◆ To be done
Copy out the rows below, putting "the area below" wherever "the space provided" appears and changing nothing else. Leave the pictures out of your copy.

◆ Extracted entries
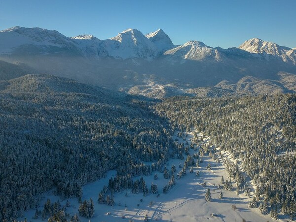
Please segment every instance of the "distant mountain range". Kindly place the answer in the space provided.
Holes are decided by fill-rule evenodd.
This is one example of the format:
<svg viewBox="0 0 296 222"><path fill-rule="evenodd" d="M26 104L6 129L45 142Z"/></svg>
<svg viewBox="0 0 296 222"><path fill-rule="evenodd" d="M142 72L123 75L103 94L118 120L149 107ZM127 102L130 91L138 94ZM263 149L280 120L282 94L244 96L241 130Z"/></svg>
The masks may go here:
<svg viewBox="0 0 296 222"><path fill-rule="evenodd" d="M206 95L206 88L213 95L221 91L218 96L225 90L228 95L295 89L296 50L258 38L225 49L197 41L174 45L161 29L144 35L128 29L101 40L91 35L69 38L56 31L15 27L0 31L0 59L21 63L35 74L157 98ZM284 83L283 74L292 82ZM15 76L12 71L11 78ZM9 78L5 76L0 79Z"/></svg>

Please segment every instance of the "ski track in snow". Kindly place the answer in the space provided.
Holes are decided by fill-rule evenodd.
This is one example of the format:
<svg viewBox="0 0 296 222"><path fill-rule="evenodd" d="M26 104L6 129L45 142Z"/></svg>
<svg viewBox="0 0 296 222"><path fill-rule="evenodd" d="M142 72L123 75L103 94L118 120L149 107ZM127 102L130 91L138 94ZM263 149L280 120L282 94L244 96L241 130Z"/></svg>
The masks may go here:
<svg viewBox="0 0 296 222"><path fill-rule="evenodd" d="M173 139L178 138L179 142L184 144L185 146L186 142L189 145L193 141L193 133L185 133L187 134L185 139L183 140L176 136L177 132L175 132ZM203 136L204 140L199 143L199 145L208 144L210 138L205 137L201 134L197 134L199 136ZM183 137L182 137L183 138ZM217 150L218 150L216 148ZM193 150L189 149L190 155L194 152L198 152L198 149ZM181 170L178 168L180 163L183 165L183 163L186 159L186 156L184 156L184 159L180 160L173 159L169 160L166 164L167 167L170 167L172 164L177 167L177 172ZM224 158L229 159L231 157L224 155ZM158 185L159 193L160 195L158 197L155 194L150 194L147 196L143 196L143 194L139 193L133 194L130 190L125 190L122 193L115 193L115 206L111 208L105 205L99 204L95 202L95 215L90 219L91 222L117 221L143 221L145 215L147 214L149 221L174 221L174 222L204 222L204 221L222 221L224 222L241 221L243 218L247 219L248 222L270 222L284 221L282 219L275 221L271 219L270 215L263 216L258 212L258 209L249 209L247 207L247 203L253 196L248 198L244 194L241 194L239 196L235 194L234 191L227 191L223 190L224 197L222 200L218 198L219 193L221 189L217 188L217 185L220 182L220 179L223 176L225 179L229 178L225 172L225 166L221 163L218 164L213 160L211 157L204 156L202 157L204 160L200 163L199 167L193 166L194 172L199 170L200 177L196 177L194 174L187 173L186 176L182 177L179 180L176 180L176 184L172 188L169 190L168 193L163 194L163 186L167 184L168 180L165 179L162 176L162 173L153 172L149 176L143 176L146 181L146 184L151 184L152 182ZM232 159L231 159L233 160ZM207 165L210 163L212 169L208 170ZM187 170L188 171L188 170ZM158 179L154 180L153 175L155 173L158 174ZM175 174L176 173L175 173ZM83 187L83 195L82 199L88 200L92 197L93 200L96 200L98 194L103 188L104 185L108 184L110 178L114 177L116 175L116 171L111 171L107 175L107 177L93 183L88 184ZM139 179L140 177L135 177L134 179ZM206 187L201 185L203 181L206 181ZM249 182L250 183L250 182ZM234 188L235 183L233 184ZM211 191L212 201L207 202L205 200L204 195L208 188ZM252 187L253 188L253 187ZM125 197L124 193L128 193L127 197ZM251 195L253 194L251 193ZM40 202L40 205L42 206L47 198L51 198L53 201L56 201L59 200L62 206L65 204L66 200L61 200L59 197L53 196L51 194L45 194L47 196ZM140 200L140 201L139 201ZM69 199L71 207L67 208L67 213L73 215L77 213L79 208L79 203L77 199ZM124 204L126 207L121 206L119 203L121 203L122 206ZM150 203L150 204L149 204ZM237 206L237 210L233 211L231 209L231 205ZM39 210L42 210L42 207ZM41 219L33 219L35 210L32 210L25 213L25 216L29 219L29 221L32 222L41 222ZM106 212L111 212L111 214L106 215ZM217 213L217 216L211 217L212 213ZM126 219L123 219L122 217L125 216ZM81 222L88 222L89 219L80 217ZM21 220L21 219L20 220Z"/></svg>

◆ Response for this exercise
Please segment every instance of the "distant mountain range". Kindly place the answer in the area below.
Holes are decided by fill-rule evenodd.
This is one example of the format:
<svg viewBox="0 0 296 222"><path fill-rule="evenodd" d="M26 104L6 129L45 142Z"/></svg>
<svg viewBox="0 0 296 222"><path fill-rule="evenodd" d="M142 72L123 75L103 94L118 120L149 107ZM127 102L130 91L138 94ZM263 149L280 120L282 94L244 96L241 130Z"/></svg>
The masks may go here:
<svg viewBox="0 0 296 222"><path fill-rule="evenodd" d="M206 95L206 88L213 95L221 91L218 96L225 90L228 95L295 89L296 50L258 38L225 49L197 41L174 45L161 29L144 35L128 29L101 40L91 35L69 38L56 31L15 27L0 31L0 59L21 63L35 74L157 98ZM284 83L283 74L292 82ZM15 76L12 71L11 78ZM9 78L5 76L0 79Z"/></svg>

Please segment every instance of the "ski track in snow". Kindly place the answer in the area below.
Holes are decided by fill-rule evenodd.
This is one example of the format:
<svg viewBox="0 0 296 222"><path fill-rule="evenodd" d="M26 104L6 129L45 142Z"/></svg>
<svg viewBox="0 0 296 222"><path fill-rule="evenodd" d="M142 72L123 75L103 94L118 120L149 107ZM127 102L130 91L138 94ZM263 149L280 120L282 94L244 96L241 130Z"/></svg>
The masks may go here:
<svg viewBox="0 0 296 222"><path fill-rule="evenodd" d="M173 139L178 138L179 142L184 144L185 146L186 142L189 145L193 141L193 133L185 133L187 134L185 139L183 140L176 136L177 132L175 132ZM203 136L204 140L199 143L199 145L208 144L210 138L205 137L201 134L197 134L199 136ZM183 137L182 137L183 138ZM217 150L218 150L216 148ZM193 150L189 149L190 155L194 152L198 152L198 149ZM181 170L178 168L180 163L183 165L183 163L186 159L186 156L184 156L184 159L180 160L173 159L169 160L166 164L167 167L170 167L172 164L177 167L177 172ZM224 158L229 159L231 157L224 155ZM158 185L159 193L160 195L158 197L155 194L150 194L147 196L143 196L143 194L139 193L133 194L130 190L125 190L122 193L115 193L115 206L111 208L105 205L99 204L95 202L95 215L90 219L91 222L117 221L143 221L145 215L147 214L149 221L174 221L174 222L204 222L204 221L222 221L224 222L241 221L243 218L247 219L248 222L270 222L284 221L282 219L275 221L271 219L270 215L263 216L258 212L258 209L249 209L247 207L247 203L253 196L248 198L244 194L241 194L239 196L235 194L234 191L227 191L223 190L224 197L222 200L218 198L219 193L221 189L217 188L217 185L220 182L220 179L223 176L225 179L229 178L225 172L225 166L221 163L218 164L213 160L211 157L204 156L202 157L204 160L200 163L199 167L193 166L194 172L199 170L200 177L196 177L194 174L187 173L186 176L182 177L179 180L176 180L176 184L172 188L169 190L168 193L163 194L163 186L167 184L168 180L165 179L162 176L162 173L153 172L149 176L143 176L146 181L146 184L151 184L152 182ZM232 159L231 159L233 160ZM207 165L210 163L212 169L208 170ZM187 170L188 171L188 170ZM158 179L154 180L153 175L155 173L158 174ZM175 174L176 173L175 173ZM83 187L83 195L82 199L88 200L92 197L93 200L96 200L98 194L103 188L104 185L108 184L110 178L114 177L116 175L116 171L111 171L107 175L107 177L93 183L88 184ZM139 179L140 177L135 177L134 179ZM206 187L201 185L203 181L206 181ZM249 182L250 183L250 182ZM234 188L235 183L233 184ZM211 191L212 201L207 202L205 200L204 195L208 188ZM252 187L253 188L253 187ZM125 197L124 193L128 193L127 197ZM251 195L253 194L251 193ZM40 202L40 205L42 206L47 198L51 198L53 201L56 201L59 200L62 206L65 204L66 200L61 200L59 197L53 196L51 194L45 194L47 196ZM140 200L140 201L139 201ZM69 199L71 207L67 208L67 213L73 215L77 213L79 208L79 203L77 199ZM124 204L126 207L121 206L119 203L121 203L122 206ZM150 203L150 204L149 204ZM237 206L237 210L233 211L231 209L231 205ZM39 210L42 210L42 207ZM41 219L33 219L35 210L32 210L25 213L25 216L29 219L29 221L32 222L41 222ZM106 212L111 212L111 214L106 215ZM217 213L217 216L211 217L212 213ZM126 219L123 219L122 217L125 216ZM81 222L88 222L89 219L80 217ZM21 220L21 219L20 220Z"/></svg>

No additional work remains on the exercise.